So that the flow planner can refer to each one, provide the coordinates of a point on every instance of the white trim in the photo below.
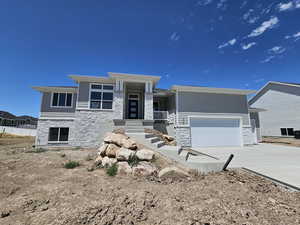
(65, 106)
(58, 141)
(102, 91)
(212, 90)
(220, 117)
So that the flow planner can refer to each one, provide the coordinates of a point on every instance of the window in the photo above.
(58, 134)
(287, 131)
(101, 96)
(290, 131)
(62, 99)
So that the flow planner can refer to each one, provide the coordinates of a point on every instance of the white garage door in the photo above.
(211, 132)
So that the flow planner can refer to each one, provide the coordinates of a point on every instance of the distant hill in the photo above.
(8, 115)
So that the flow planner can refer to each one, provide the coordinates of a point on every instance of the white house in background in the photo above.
(196, 116)
(281, 102)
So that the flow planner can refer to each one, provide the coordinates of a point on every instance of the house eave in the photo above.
(96, 79)
(134, 77)
(211, 90)
(55, 89)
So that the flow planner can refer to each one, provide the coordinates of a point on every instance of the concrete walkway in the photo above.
(276, 161)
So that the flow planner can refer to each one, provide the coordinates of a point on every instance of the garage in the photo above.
(214, 132)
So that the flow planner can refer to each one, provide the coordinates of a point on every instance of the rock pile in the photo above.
(120, 149)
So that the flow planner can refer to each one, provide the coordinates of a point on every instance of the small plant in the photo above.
(133, 160)
(36, 150)
(112, 170)
(89, 157)
(71, 164)
(2, 133)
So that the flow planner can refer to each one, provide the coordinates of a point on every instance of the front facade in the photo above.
(281, 102)
(196, 116)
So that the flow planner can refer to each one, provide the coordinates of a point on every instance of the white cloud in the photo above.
(289, 5)
(277, 50)
(268, 59)
(296, 36)
(175, 36)
(249, 17)
(285, 6)
(222, 4)
(204, 2)
(247, 46)
(259, 80)
(269, 24)
(231, 42)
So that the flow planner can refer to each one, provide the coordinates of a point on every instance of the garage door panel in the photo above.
(215, 132)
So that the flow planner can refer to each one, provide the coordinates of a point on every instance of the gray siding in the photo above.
(84, 95)
(197, 104)
(283, 107)
(46, 104)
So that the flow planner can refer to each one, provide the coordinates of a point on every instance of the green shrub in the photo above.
(112, 170)
(133, 160)
(71, 164)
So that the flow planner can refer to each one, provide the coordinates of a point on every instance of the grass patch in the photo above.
(71, 164)
(112, 170)
(133, 160)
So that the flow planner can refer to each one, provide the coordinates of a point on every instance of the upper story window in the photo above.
(62, 100)
(101, 96)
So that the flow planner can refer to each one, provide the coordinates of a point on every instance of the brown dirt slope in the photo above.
(35, 189)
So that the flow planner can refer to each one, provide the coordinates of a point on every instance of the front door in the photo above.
(133, 106)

● ● ● ● ● ● ●

• [REQUIRED WORK]: Copy out every line of the records above word for word, but leave out the pictures.

• [RESULT]:
So that the flow planner can refer to each one, provide the coordinates of a point on every instance of the white trim in the photo below.
(65, 106)
(58, 141)
(102, 91)
(212, 90)
(220, 117)
So that the flow planner can refer to each one, provide the coordinates of a point on every instance of the window in the photo above.
(58, 134)
(287, 131)
(101, 96)
(290, 131)
(62, 99)
So that the flow planner can refer to each one, provide the coordinates of a point on every instance of the white garage door in the photo above.
(211, 132)
So that the flow planner can refer to each one, provide the coordinates of a point on every instance of the distant hill in the photo above.
(8, 115)
So that the flow planner can refer to each one, provide the coordinates of a point on every instance of the white house in background in the photo above.
(196, 116)
(281, 102)
So that the flow planner can refer to each one, provide the coordinates of a point on every instance of the house eave in the photo above.
(96, 79)
(134, 77)
(211, 90)
(55, 89)
So that the flow planner can refer to each one, provide the coordinates of a point on every instance of the concrete walkway in the photo above.
(276, 161)
So that the flow planner can refer to each one, provide the coordinates of a point on every instance of the garage in the photo above.
(214, 132)
So that the flow planner can refer to each one, provide the coordinates of a point on every instance of the rock pile in the photo above.
(120, 149)
So that the flow planner can refer to each one, provide the coordinates of a point on every instance of the small plant in the photo above.
(133, 160)
(36, 150)
(112, 170)
(89, 157)
(71, 164)
(2, 133)
So that the flow planner can refer to each one, provide the coordinates of a point on every instance of the front facade in the photo above.
(281, 102)
(196, 116)
So that the flow planner can refer to each one, provide the coordinates of a point on every instance of the white cloud in the photo above.
(289, 5)
(277, 50)
(268, 59)
(296, 36)
(175, 36)
(249, 17)
(285, 6)
(222, 4)
(204, 2)
(247, 46)
(259, 80)
(269, 24)
(231, 42)
So that the flow planner can refer to each one, provide the coordinates of a point on every instance of the garage door panel in the photo above.
(215, 132)
So that the flow planner can refer to each one, provide the coordinates of a point on every instance of the gray siding in the photo above.
(84, 95)
(197, 104)
(283, 107)
(46, 104)
So that the flow planner can refer to each one, provide the coordinates of a point on every instance of the green shrub in the photo above.
(112, 170)
(133, 160)
(71, 164)
So that the flow planner can refer to each one, provide the coordinates of a point on every instance of the grass patch in the photo above.
(71, 164)
(112, 170)
(133, 160)
So that the flow planner can refer to each one, provide the coordinates of a point on every instance of the upper story window in the photo above.
(62, 100)
(101, 96)
So that the flow planner can refer to each one, provide the coordinates of a point on every instance of the brown dirt slope in the photo above.
(35, 189)
So that the flow planner can refer to each one, provide the coordinates of a point on every instance of the front door in the photo above.
(133, 106)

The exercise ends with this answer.